What you have to do: Set down each line of the material that follows exactly, and leave its pictures out.

=== Section Start ===

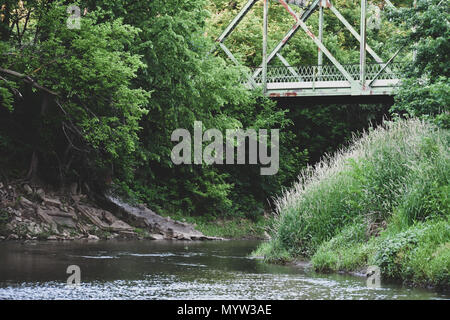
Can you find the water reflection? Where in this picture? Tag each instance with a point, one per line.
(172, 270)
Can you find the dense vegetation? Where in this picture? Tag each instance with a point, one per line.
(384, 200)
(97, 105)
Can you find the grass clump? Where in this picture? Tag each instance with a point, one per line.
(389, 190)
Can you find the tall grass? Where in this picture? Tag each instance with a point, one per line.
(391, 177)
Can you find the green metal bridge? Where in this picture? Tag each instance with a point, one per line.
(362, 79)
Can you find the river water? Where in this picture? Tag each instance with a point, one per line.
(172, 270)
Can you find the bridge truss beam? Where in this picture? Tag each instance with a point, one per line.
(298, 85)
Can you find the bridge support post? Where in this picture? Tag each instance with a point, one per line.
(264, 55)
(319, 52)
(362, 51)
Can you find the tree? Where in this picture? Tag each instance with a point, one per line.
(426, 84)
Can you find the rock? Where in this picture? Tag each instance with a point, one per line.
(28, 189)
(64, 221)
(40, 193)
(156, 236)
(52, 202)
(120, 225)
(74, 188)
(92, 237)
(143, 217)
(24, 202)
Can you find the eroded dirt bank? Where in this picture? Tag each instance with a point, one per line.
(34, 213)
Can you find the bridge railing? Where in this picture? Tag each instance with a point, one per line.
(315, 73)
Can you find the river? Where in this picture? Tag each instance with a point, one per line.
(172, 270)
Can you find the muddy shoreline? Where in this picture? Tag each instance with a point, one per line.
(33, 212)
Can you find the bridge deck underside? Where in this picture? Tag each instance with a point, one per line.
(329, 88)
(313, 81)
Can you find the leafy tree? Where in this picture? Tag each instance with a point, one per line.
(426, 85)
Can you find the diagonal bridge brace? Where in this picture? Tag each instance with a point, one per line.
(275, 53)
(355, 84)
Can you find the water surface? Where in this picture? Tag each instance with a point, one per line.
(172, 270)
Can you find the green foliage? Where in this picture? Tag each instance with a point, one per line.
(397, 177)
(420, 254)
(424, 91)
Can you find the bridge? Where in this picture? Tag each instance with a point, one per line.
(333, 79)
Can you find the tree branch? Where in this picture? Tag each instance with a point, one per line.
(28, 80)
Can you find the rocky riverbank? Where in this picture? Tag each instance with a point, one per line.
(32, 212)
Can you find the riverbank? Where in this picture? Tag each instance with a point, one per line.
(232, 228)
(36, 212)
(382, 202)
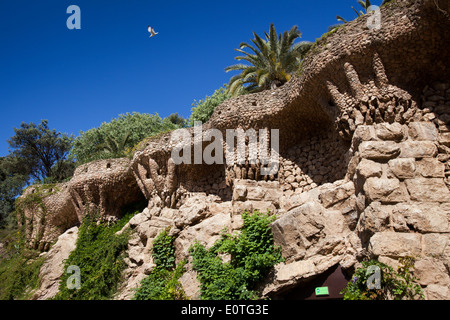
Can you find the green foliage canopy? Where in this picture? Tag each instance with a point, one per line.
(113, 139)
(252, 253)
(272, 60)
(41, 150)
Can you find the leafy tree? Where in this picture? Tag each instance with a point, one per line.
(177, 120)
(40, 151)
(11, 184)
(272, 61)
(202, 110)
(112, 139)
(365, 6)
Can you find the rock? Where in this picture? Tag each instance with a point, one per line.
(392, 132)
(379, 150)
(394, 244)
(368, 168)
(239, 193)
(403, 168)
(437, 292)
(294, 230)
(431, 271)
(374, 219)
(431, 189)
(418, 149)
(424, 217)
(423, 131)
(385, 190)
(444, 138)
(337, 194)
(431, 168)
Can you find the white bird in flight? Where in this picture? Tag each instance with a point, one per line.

=== Section End ===

Expected answer:
Can you find the water reflection? Where in this picture? Tag each instance with a point, one per line.
(172, 270)
Can you find the dense vegetation? Where in this picture? Tag each instance with a point, one per line.
(384, 200)
(97, 105)
Can you find the grass clump? Where in this picture? Tag each instance with a point, one per line.
(389, 190)
Can you find the tall grass? Where in this picture? Tag each instance with a point, one per line.
(391, 177)
Can you find the green metal bridge? Where in this picture? Tag each instance with a point, one per line.
(362, 79)
Can you find the river water? Where in this picture? Tag each instance with a point, one per line.
(172, 270)
Can you find the bridge truss beam? Where in this picture? Tag each instance with a point, one per line.
(298, 85)
Can you find the bridge support post? Where in this picture? Tag each instance with a point, one per line.
(264, 55)
(319, 52)
(362, 51)
Can you find the tree? Where in this picture? Tag each instance with a point, one per line.
(426, 84)
Can you find the rock? Where in this picture? Tag each instance with a point, one per line.
(28, 189)
(64, 221)
(40, 193)
(156, 236)
(52, 202)
(120, 225)
(74, 188)
(92, 237)
(143, 217)
(24, 202)
Can you find the eroded dirt bank? Where in this picture? Tag each instance with a point, one per line.
(34, 213)
Can you find the bridge railing? Where in this picture? Tag each instance with a point, one per line.
(315, 73)
Can you find the river? Where in this picture? Tag each instance with a point, one per line.
(172, 270)
Can you find the muddy shoreline? Where in this picture? Tag each instance with a point, one per line.
(33, 212)
Can you find the bridge deck underside? Where in this picture? Tag each instance with a point, one per line.
(329, 88)
(313, 81)
Can you find the leafy tree? Where in this picture? Tag each instance with a point, one per line.
(426, 85)
Can you find the diagonal bridge brace? Where in this picture? Tag each instance with a point, one per line.
(275, 53)
(355, 84)
Can you find the water surface? Where in this picture? Tag each instance with a point, one per line.
(172, 270)
Can you find the green foliage? Where in this picture? Tag each instance with a point, one per line.
(397, 177)
(420, 254)
(424, 91)
Can you find the bridge? Where in this picture? Tag each instance with a point, one per line.
(333, 79)
Can you find the tree branch? Where in this picture? Tag each instance with a point, one per line.
(28, 80)
Can you find the rocky riverbank? Where in this picture? Tag each instance with a point, one per line.
(32, 212)
Can you find the riverbank? Where in this picture? Tag each instance with a point, one per line.
(232, 228)
(36, 212)
(382, 202)
Can you find the green foliage canopy? Where in this picture? Tag each instance with a point, one per line.
(113, 139)
(252, 253)
(272, 60)
(41, 150)
Can you find the leafy tree? Where in this picture? Tag each instance with a point, one per line.
(177, 120)
(40, 151)
(11, 184)
(272, 61)
(202, 110)
(112, 139)
(365, 6)
Can you find the rock? Where in this picture? Tag each instance with a point, one per line.
(392, 132)
(379, 150)
(394, 244)
(368, 168)
(239, 193)
(403, 168)
(437, 292)
(294, 230)
(431, 271)
(374, 219)
(431, 189)
(418, 149)
(424, 217)
(423, 131)
(385, 190)
(444, 138)
(337, 194)
(431, 168)
Can you find the white bird in flight? Where in this picture? Tag each instance with a point, one per line.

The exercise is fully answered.